● Dataset entries:
[Start of Attachment]
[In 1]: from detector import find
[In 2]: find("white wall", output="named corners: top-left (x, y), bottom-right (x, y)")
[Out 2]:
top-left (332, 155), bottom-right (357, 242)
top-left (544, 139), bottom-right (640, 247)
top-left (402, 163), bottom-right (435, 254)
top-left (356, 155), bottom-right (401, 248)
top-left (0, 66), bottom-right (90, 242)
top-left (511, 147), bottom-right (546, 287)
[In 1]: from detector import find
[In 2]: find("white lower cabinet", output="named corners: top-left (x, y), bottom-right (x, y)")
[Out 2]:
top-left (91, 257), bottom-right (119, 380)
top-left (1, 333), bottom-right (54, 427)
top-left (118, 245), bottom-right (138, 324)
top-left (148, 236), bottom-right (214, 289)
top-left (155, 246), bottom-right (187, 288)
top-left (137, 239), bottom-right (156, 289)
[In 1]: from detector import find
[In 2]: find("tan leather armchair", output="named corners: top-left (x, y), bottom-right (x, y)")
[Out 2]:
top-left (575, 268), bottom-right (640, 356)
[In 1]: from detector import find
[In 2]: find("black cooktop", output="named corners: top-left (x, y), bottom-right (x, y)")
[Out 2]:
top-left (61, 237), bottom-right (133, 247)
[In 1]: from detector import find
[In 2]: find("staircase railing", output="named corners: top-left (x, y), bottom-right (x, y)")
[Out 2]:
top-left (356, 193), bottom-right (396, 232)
[End of Attachment]
Copy the entries exactly as they appear.

[In 1]: from detector import find
[In 2]: find("white wall", output="named corners: top-left (x, y), bottom-right (x, y)")
[Out 2]:
top-left (332, 155), bottom-right (357, 242)
top-left (544, 139), bottom-right (640, 247)
top-left (402, 163), bottom-right (435, 254)
top-left (356, 155), bottom-right (401, 248)
top-left (0, 66), bottom-right (90, 242)
top-left (511, 147), bottom-right (546, 287)
[In 1]: from detector import find
[In 2]: find("white lower cabinet", output="named corners: top-left (x, y), bottom-right (x, y)")
[Out 2]:
top-left (91, 257), bottom-right (119, 380)
top-left (1, 333), bottom-right (54, 427)
top-left (118, 245), bottom-right (138, 324)
top-left (148, 236), bottom-right (214, 289)
top-left (155, 246), bottom-right (187, 288)
top-left (137, 239), bottom-right (156, 289)
[In 1]: from detector import find
[In 2]: find("tan leather armchair", output="named corners: top-left (x, y), bottom-right (x, y)")
[Out 2]:
top-left (575, 268), bottom-right (640, 356)
[In 1]: from detector import find
[In 2]: find("black cooktop", output="named corners: top-left (x, y), bottom-right (x, y)")
[Out 2]:
top-left (61, 237), bottom-right (133, 247)
[In 1]: from detector import find
[In 2]: find("staircase railing", output="named corners: top-left (x, y), bottom-right (x, y)")
[Out 2]:
top-left (356, 193), bottom-right (396, 232)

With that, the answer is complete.